Give the records below again exactly, and exclude each picture.

(DATA RECORDS)
══════════════════════════════

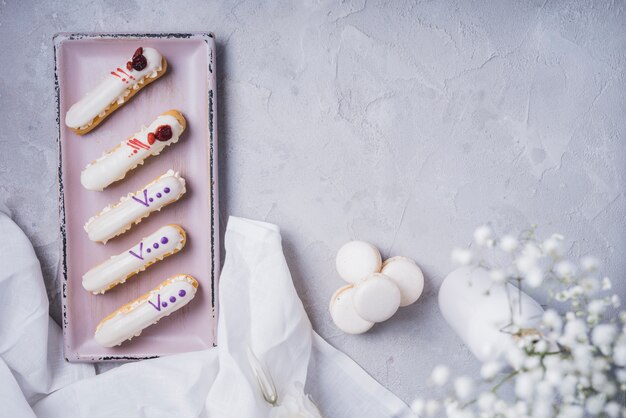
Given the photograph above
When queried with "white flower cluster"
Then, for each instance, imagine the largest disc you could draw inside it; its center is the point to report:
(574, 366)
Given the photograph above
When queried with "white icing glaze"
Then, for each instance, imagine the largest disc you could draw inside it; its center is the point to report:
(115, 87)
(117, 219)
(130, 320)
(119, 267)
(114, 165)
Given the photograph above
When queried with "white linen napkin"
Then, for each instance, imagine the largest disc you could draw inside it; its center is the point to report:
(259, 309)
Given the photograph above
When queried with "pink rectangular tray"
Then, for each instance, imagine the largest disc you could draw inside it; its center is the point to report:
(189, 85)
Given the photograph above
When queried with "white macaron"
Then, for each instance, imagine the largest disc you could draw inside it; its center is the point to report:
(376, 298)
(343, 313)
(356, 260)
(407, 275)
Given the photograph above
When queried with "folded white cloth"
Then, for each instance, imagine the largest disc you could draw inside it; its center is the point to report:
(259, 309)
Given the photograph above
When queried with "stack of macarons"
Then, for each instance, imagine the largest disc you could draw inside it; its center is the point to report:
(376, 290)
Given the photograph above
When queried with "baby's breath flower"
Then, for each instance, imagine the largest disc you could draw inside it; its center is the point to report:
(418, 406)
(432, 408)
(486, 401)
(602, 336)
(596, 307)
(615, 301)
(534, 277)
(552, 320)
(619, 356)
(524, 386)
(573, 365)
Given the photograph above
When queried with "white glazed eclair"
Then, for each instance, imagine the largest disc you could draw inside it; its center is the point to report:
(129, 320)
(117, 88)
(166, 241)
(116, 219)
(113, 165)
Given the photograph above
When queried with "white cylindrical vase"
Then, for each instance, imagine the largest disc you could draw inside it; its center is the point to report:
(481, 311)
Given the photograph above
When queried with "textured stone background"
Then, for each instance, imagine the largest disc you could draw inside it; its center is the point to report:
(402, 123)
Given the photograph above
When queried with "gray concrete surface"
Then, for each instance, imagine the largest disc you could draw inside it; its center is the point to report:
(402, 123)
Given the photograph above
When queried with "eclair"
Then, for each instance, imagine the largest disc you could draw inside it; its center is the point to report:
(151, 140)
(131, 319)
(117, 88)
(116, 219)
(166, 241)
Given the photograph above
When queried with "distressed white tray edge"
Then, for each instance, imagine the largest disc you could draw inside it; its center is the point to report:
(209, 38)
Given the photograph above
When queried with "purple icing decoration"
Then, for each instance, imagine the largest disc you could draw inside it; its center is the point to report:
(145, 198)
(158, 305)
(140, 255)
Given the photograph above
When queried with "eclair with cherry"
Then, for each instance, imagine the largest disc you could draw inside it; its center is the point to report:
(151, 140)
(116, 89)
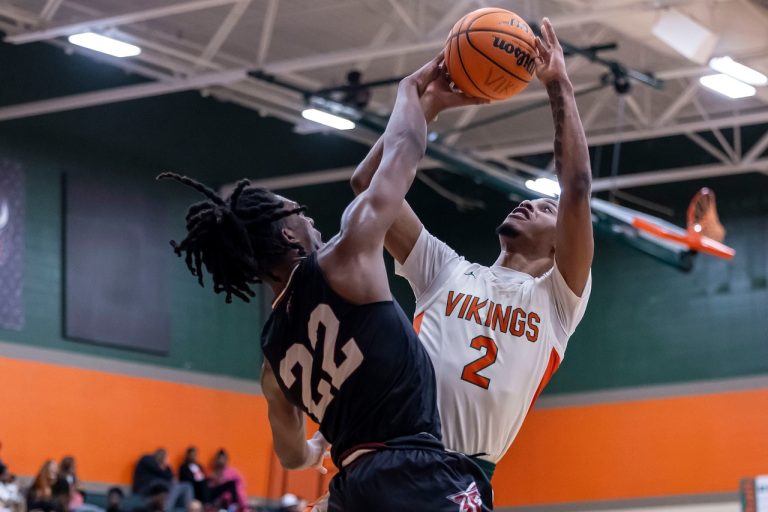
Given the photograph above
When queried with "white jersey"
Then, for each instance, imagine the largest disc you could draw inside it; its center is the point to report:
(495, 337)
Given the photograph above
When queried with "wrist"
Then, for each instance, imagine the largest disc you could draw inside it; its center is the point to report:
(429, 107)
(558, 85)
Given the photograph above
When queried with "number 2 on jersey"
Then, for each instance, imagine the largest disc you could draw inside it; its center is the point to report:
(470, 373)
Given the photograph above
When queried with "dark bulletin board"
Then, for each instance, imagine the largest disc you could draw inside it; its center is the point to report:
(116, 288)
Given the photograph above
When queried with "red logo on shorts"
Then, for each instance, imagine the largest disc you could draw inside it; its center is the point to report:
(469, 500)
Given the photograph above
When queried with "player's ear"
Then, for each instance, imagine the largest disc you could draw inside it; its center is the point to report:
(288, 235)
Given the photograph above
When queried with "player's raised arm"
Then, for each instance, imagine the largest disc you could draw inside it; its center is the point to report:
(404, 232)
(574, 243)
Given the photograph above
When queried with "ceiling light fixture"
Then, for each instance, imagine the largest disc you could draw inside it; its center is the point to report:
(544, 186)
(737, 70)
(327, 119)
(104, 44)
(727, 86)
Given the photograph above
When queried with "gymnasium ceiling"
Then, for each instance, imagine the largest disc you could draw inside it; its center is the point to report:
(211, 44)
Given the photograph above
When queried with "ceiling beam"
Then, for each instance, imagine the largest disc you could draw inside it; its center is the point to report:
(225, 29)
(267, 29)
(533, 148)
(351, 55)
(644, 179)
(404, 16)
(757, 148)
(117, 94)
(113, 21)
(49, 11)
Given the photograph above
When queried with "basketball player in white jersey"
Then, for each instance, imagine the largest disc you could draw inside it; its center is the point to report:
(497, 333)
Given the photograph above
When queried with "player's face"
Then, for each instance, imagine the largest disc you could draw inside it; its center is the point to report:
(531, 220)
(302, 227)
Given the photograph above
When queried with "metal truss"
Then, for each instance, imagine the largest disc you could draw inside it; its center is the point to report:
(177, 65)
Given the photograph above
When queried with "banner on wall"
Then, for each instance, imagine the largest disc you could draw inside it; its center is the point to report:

══════════════════════════════

(TASK ANSWER)
Given the photograph above
When queried with "white flower cluster"
Then, for each instance, imagine the largest disc you could draw inside it; its center is the point to report:
(574, 366)
Given the photograph above
When queried with "white icing glaze"
Then, for each instance, imagine the largest disc you could draw inside it; its center is the point to report:
(115, 87)
(117, 219)
(130, 320)
(119, 267)
(114, 165)
Given the photograph above
When queried with "white linen napkin"
Then, for each instance, imagine the largest disc you could draw inside it; its center is the point to report:
(259, 309)
Given the photograph above
When queried with "pink rectangular tray"
Then, for each instance, imagine the largest disc you could draw inside it; its center is the point to report:
(189, 85)
Given the photograph above
When queried with "white macaron"
Then, for each instance, imagine the largest disc you could draw inside it; its center is the point to report:
(376, 298)
(343, 313)
(356, 260)
(407, 275)
Given the photograph above
When queried with "folded white cloth"
Then, for each instance, imagine the largest disc you could draw inside it; its center is the point to report:
(259, 309)
Given the photograph above
When queried with "stack of macarons"
Then, for each instance, imagine the largest disc you could draw inside it; its center is the point to report:
(376, 290)
Given the photograph above
When queried with "baby's breath flower"
Then, for each instance, imagine the largest disc you could draw inside it; its center is the point to report:
(418, 406)
(432, 408)
(486, 401)
(602, 336)
(596, 307)
(615, 301)
(534, 277)
(552, 320)
(619, 356)
(524, 386)
(573, 365)
Given the photograph above
When queried with "white glazed eclair"
Then, for each instance, imagine the largest disc you could draw inside it; its center is the point to report:
(129, 320)
(117, 88)
(166, 241)
(116, 219)
(113, 165)
Given the photograph above
When queried with "white cylindrical vase"
Then, for each instance, imagine the largest disc you could draw inside it; its center is the point to report:
(481, 311)
Given the photograph above
When queried with "textured stone background"
Then, for each instance, imagine the largest disc you could draw inside it; its center is the point to report:
(402, 123)
Given the photograph above
When queried with "gray concrete surface"
Then, for each instance, imagine the largest disc you could draw inside it; its center is the point to report:
(402, 123)
Given the photograph above
When queried with "eclair"
Then, for each instance, imagine the largest disc you could draw inside it; its center is the point to report:
(151, 140)
(131, 319)
(117, 88)
(116, 219)
(166, 241)
Given the photograph above
When queried with "distressed white tray edge"
Then, for each instance, imagine the largest disc you could draw inside it; its center is the point to report:
(209, 38)
Given the photograph above
When queried with "purple icing decoration"
Then, for each instance, imagine the largest disc you could draw inside it; its center is the point to report:
(145, 198)
(158, 305)
(140, 255)
Given the photograph above
When queried with "eclair with cherry"
Then, for each instance, imagine the largest disc you could draw inside it; its center is the point to report:
(151, 140)
(116, 89)
Given the photograph above
When queried with "white jersey"
Then, for each instance, imagine the largest disc you could draw inside it; its center is the point to report:
(495, 337)
Given the photograph above
When queried with "wrist"
Then, for each instance, imagine the largest disc you could draw inside it; its center is the point to report:
(429, 107)
(558, 85)
Given the photograph above
When queried with "number 2 on jersey"
Then, for each instance, imagine the largest disc you could draw inside it; its center is the point to report:
(470, 373)
Given the photograph above
When queried with "dark bulletin board"
Then, for each instance, imagine the largest disc you could draw inside it; its center is the point to report:
(116, 288)
Given the photograph above
When queried with "red logo on shorts"
Then, for each instance, imagine the largest disc you could draw inside it; its center is the point to report:
(469, 500)
Given the photograph above
When queried with "player's ear"
Then, for each instance, imagine the largest disc you could draw inside it; its center is the point to report:
(288, 235)
Given the photograph above
When queried with "player's raised arm"
Then, for each instance, imagine the largest disc you could draw inside it; its center is the point to report:
(404, 232)
(574, 243)
Given the photograph above
When queried with "ceiling light fixture"
Then, for each instance, imagine the largest disc you could draw inside it; its center is the point to report:
(544, 186)
(737, 70)
(327, 119)
(104, 44)
(727, 86)
Given the photograph above
When queried with "gymnasium ceiling"
Then, for each instance, imagine the largest disc you could draw inside it; its center is the point to report:
(211, 44)
Given the photograph above
When queried with "ceiling beam"
Then, for each instance, imagine the largest disc you could draw inside it; its center is the point to report:
(225, 29)
(267, 29)
(533, 148)
(351, 55)
(644, 179)
(404, 16)
(757, 148)
(117, 94)
(113, 21)
(49, 11)
Given the photograph above
When queried with "basketball player in white jersey"
Then, for each instance, imagine the largest disc you could draw inside it; its center is the point to report:
(497, 333)
Given the photograph above
When queried with "player's face"
Then, for each instance, imagine the largest disc you could draw inside it; its center is the point to report:
(531, 220)
(302, 227)
Given the photograph above
When queried with "metal truss"
Then, for each instance, imagine the largest disc you could draw inside it; its center is the point to report:
(177, 65)
Given the photograph above
When queried with "banner on wall"
Then, for each instance, imagine the largest disc you could draw inside it; its center is the point to report:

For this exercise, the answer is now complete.